WHAT TO DO | The required output is the line containing "quarter window shown in the photo above." followed by every later line through the end of the data, all reproduced exactly.

DATA SECTION |
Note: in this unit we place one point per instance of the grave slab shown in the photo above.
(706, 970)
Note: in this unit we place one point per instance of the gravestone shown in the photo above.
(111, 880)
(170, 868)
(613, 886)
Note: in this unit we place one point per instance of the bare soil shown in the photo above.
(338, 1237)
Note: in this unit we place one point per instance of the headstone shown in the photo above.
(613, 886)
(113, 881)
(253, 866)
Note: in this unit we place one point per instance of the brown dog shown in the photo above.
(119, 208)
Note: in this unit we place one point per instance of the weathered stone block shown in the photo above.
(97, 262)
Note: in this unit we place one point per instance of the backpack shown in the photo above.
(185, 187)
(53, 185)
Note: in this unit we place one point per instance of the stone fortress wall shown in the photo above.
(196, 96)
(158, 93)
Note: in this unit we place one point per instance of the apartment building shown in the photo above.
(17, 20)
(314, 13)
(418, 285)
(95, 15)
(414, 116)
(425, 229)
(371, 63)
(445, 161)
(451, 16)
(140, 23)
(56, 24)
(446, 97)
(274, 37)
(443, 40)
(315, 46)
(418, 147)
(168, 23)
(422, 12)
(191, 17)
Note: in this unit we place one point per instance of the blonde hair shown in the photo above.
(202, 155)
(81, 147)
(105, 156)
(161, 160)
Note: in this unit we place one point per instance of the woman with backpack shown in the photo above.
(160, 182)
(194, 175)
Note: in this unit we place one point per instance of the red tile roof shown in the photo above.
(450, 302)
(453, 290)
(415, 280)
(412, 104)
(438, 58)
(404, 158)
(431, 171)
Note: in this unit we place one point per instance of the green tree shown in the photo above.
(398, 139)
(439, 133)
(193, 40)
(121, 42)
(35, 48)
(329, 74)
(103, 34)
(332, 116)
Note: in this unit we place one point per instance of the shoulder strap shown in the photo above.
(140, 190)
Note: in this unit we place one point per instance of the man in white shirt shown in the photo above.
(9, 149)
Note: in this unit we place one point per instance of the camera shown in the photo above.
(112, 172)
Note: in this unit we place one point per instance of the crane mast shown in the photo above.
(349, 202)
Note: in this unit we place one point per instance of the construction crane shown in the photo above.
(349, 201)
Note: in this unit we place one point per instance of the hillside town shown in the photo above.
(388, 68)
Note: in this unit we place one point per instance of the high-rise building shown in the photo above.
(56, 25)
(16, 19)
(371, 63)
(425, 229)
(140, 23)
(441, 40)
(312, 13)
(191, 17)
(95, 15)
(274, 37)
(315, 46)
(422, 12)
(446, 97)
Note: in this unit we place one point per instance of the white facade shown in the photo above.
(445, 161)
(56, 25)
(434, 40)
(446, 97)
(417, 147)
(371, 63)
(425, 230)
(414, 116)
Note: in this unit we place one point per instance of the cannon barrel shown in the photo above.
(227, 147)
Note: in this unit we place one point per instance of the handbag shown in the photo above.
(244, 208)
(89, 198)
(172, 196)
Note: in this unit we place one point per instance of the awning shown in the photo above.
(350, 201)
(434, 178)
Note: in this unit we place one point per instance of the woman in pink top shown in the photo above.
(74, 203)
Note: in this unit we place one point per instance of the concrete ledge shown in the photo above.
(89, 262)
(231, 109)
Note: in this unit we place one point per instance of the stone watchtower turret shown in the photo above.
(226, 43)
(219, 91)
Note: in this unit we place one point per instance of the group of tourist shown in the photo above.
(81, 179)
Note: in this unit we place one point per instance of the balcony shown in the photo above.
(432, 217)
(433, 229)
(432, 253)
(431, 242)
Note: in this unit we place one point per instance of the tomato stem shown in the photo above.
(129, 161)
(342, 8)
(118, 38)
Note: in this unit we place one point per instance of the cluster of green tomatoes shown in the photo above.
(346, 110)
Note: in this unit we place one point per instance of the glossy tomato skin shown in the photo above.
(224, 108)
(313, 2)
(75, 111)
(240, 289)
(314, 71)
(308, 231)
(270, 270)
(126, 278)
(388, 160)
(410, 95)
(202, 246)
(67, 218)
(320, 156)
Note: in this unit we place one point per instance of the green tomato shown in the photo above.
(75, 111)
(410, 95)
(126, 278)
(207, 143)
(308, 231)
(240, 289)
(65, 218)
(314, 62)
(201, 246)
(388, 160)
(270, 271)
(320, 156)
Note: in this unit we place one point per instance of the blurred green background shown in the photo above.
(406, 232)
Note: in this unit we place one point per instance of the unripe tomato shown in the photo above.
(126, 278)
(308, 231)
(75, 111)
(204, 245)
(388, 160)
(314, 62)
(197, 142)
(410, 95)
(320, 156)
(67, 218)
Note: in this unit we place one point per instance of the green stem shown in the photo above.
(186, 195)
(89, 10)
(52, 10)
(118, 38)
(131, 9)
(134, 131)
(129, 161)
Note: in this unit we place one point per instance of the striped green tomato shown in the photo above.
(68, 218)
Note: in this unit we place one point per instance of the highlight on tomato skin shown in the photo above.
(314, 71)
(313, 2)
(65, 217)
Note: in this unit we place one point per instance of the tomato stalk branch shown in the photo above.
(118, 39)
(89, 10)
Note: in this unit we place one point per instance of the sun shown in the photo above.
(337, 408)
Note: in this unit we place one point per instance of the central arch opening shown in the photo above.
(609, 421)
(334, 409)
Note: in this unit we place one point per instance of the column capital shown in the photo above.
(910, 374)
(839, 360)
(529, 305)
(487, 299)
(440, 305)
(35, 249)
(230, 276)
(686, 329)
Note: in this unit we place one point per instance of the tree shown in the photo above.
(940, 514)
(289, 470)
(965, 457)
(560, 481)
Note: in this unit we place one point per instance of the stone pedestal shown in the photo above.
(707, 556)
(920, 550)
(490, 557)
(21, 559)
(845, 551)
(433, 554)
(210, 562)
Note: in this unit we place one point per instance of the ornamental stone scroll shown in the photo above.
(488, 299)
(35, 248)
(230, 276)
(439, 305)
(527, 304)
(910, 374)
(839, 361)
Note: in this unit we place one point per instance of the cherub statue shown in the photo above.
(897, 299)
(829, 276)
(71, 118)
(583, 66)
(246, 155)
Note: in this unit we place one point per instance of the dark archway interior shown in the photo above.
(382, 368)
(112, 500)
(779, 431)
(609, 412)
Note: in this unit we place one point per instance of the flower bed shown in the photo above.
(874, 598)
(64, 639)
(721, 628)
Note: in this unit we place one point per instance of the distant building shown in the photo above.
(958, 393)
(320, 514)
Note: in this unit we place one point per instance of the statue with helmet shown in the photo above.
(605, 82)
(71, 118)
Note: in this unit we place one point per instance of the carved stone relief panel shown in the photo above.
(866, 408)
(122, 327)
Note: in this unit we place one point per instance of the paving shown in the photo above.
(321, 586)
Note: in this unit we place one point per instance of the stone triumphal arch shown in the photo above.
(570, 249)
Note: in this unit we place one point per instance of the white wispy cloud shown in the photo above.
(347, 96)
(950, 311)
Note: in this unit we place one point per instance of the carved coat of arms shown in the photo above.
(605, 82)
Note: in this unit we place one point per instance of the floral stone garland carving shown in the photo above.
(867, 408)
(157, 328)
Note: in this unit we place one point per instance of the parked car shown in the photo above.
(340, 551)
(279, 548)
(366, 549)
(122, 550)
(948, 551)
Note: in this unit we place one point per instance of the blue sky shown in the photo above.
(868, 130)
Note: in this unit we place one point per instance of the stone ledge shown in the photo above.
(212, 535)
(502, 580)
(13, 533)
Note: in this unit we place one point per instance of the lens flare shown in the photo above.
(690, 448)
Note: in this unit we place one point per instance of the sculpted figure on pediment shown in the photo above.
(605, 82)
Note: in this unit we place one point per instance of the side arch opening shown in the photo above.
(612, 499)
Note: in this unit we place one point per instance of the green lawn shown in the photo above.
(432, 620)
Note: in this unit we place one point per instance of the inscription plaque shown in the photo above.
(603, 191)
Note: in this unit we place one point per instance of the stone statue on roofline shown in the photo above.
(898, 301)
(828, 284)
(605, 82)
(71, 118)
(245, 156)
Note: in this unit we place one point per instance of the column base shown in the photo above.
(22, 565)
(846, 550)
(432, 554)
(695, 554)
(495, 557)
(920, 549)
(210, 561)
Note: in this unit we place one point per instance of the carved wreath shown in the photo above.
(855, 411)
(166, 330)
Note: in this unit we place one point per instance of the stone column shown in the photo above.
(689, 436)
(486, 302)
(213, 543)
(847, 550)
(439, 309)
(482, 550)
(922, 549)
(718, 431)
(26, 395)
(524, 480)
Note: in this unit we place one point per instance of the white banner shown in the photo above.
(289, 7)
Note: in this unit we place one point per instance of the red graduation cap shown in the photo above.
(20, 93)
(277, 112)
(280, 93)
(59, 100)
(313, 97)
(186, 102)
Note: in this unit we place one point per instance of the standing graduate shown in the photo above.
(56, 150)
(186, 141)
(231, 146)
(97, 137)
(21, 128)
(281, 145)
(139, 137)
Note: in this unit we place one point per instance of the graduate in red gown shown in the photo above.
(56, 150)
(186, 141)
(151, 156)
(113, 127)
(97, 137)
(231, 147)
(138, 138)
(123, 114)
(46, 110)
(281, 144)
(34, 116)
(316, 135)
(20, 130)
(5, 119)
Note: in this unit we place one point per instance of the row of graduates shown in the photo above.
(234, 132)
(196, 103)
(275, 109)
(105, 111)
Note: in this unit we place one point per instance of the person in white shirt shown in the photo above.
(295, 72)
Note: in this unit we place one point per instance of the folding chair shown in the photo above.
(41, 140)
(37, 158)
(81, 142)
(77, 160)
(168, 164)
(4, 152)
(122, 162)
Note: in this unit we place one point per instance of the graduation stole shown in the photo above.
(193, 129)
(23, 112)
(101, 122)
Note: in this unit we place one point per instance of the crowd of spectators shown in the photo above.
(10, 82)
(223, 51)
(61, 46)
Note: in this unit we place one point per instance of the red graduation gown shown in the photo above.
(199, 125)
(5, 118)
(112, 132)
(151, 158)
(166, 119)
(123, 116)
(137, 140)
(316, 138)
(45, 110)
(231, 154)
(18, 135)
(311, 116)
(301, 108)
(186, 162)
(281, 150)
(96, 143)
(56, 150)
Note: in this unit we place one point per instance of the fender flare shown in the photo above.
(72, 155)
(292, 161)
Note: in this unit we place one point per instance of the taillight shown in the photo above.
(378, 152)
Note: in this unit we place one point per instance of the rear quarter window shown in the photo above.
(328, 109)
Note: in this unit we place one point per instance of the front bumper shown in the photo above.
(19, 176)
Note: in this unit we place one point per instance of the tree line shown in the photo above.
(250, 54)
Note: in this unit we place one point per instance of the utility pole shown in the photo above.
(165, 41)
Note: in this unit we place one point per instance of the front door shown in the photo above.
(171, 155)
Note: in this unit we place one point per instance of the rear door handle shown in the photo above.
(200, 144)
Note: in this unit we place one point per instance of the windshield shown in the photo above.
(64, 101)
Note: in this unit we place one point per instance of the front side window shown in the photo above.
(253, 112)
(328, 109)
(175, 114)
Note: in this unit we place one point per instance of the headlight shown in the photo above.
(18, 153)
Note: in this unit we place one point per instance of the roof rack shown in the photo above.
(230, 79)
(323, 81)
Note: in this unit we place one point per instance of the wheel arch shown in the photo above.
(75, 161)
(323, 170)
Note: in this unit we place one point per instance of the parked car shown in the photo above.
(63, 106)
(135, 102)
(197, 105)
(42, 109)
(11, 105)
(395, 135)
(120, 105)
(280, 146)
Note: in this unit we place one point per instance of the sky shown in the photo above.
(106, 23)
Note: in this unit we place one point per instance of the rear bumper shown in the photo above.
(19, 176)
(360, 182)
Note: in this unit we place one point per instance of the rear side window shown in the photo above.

RESPONSE |
Note: in this unit we place one point per instance of the rear quarter window shown in the photo above.
(328, 109)
Note: in this unit we place one point per instance of the front bumper shown in the photo above.
(19, 176)
Note: in this unit we place one point per instance of the tree line shown in the photo above.
(250, 54)
Note: in this unit we place one point per instance of the utility pole shown in the photo above.
(165, 41)
Note: in this unit we place one point per instance of the front door shown in the photo above.
(171, 155)
Note: in this unit we place one point per instance of the rear door handle shown in the photo above.
(200, 144)
Note: in this unit we place one point per instance of the windshield shown in the photo above.
(64, 101)
Note: in this unit we place one point per instance of the front side window shown in the photo above.
(253, 112)
(328, 109)
(175, 114)
Note: in this unit we place one point per instance of the headlight shown in the photo above.
(18, 153)
Note: in this unit we place one point per instance of the roof rack shown in the photo above.
(230, 79)
(323, 81)
Note: in this unit we place one point per instance of the wheel arch shown in the photo above.
(75, 161)
(323, 170)
Note: in this unit we place one point per instance of the parked car shown in the photo above.
(63, 106)
(135, 102)
(197, 105)
(42, 109)
(11, 105)
(395, 135)
(120, 105)
(280, 146)
Note: in this unit we place one point per instance of the sky shown in the photo above.
(106, 23)
Note: in this unit we place one point per instance of the rear bumper shown in the photo above.
(19, 176)
(360, 182)
Note: in this unit we place one point per instance of the rear side window shown in the photo above.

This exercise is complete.